• WORK TO COMPLETE: Display every line of the items below that contains the string "spoon", copied verbatim.

• SUPPLIED INFORMATION:
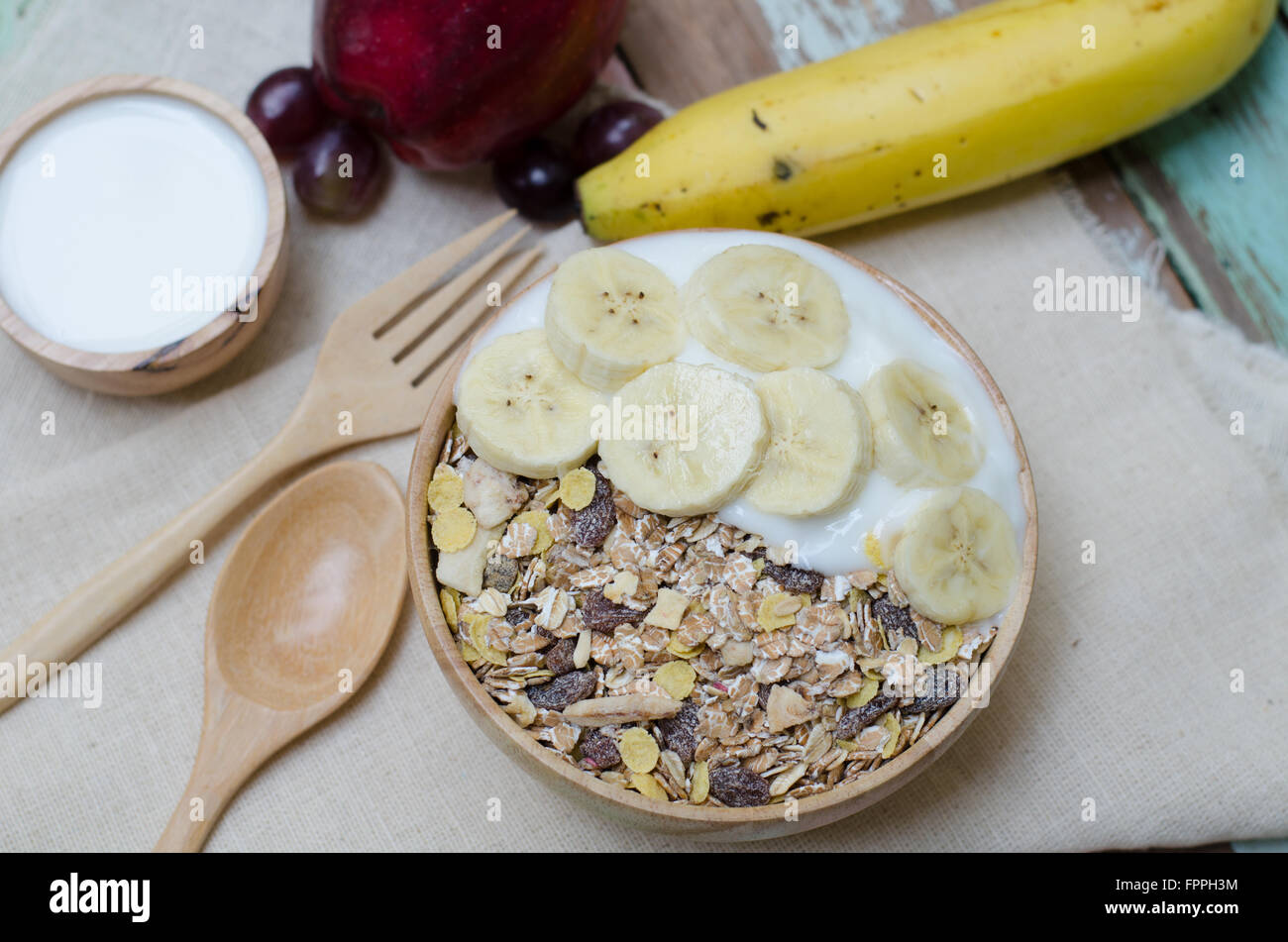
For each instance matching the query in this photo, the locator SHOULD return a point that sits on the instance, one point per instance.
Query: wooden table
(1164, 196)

---

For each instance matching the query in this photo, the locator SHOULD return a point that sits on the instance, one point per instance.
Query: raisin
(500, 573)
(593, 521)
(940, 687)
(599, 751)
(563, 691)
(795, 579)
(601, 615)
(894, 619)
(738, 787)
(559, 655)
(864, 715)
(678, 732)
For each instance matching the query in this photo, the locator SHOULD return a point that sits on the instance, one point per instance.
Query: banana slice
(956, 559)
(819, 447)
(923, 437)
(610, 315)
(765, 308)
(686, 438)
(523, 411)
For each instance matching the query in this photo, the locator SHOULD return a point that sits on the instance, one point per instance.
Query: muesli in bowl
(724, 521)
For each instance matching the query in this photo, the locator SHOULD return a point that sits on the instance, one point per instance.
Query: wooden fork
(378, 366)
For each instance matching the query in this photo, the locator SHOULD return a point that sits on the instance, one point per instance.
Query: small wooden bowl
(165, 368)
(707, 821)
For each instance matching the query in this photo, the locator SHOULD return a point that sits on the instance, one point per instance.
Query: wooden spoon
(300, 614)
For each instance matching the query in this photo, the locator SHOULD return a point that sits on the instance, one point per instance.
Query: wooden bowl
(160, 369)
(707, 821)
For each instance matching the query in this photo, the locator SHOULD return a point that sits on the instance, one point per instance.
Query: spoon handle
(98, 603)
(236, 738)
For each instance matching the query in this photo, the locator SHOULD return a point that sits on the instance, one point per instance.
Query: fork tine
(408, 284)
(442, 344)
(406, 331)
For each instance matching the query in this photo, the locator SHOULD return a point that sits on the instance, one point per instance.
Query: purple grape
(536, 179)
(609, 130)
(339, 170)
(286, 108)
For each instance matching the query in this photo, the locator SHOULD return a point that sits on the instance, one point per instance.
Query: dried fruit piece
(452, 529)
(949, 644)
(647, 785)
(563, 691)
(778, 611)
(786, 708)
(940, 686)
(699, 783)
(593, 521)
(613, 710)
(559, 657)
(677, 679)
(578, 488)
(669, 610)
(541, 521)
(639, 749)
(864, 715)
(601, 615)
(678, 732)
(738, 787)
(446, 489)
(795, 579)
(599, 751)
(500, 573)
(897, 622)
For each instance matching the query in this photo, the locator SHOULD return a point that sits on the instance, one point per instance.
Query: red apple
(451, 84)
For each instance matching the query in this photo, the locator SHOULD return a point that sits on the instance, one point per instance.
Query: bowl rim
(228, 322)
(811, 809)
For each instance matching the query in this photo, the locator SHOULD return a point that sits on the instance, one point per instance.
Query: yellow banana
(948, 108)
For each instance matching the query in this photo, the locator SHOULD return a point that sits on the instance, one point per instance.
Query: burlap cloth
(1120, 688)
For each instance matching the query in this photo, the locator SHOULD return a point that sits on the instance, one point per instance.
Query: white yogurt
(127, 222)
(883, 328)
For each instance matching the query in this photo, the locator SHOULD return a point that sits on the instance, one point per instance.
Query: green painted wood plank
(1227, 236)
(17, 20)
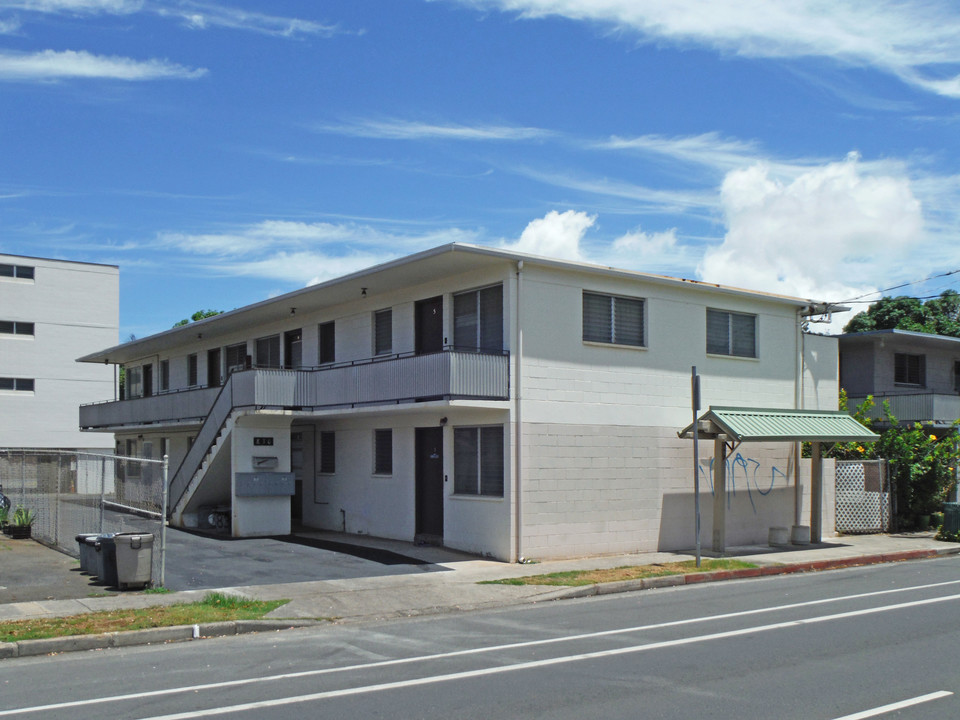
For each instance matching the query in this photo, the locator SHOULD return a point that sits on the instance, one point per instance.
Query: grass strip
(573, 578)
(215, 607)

• RESULT FOR THIS TASK:
Query: wooden spoon
Query: spoon handle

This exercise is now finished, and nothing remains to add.